=== READING TEXT ===
And I say this not to mourn becoming a parent—but to recognize the vast difference between freely chosen love, and love from which there is no culturally sanctioned escape.
When the heart grows tired
I see now that some days, my heart is simply tired. Tired of performing the invisible labor—the logistical orchestration of daily life, the emotional temperature check for every family member, the weaponized guilt of « shoulds » and « why aren’t yous. »
To feel exhausted by parenting isn’t weakness. It’s human. And to admit that weariness does not unravel our worth as women. In fact, it’s in naming the heaviness that we reclaim a piece of ourselves, lest we quietly vanish beneath the mountain of unmet needs and forgotten passions.
Guilt: a mother’s second language
I used to think guilt was reserved for wrongdoing. But in motherhood, guilt becomes a second language. I speak it when I suggest screen time, when I buy pre-cut fruit, when I take ten extra minutes in the bathroom just to breathe.
But more than that, guilt whispers in the silent spaces. The ones where I fantasize about a life spent alone in an old stone cottage, surrounded by books and bee-friendly gardens. A life where my name is not called every thirty seconds, where tea is sipped while it’s still warm.
Am I allowed to want that?
The answer I’m learning is yes.
Yes to longing. Yes to ambivalence. Yes even to not wanting this role anymore—while still choosing to stay. There is no singular template for mother-love.

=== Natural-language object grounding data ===
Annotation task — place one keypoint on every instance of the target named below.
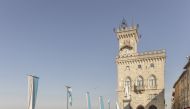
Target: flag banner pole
(69, 96)
(32, 91)
(101, 102)
(108, 103)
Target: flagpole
(108, 103)
(67, 96)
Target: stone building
(181, 93)
(140, 75)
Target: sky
(71, 42)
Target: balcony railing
(139, 88)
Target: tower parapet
(128, 38)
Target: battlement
(141, 57)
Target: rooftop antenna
(133, 22)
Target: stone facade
(140, 75)
(181, 93)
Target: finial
(123, 23)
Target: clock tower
(140, 75)
(128, 38)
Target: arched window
(152, 107)
(127, 87)
(140, 107)
(139, 81)
(128, 82)
(152, 81)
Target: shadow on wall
(155, 102)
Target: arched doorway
(140, 107)
(152, 107)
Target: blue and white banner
(69, 92)
(117, 106)
(108, 103)
(88, 100)
(32, 91)
(101, 102)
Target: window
(139, 81)
(127, 87)
(139, 66)
(152, 81)
(128, 82)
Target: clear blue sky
(67, 42)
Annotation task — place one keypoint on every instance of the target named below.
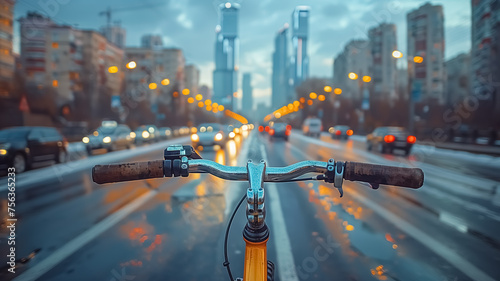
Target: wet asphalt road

=== PROBLEM REQUIREMENTS ===
Rewrite the reading text starting at "Guilt: a mother’s" and ending at "learning is yes.", replacing "stone cottage" with "seaside cottage". These rows come from a different source than the reading text.

=== ANSWER ===
Guilt: a mother’s second language
I used to think guilt was reserved for wrongdoing. But in motherhood, guilt becomes a second language. I speak it when I suggest screen time, when I buy pre-cut fruit, when I take ten extra minutes in the bathroom just to breathe.
But more than that, guilt whispers in the silent spaces. The ones where I fantasize about a life spent alone in an old seaside cottage, surrounded by books and bee-friendly gardens. A life where my name is not called every thirty seconds, where tea is sipped while it’s still warm.
Am I allowed to want that?
The answer I’m learning is yes.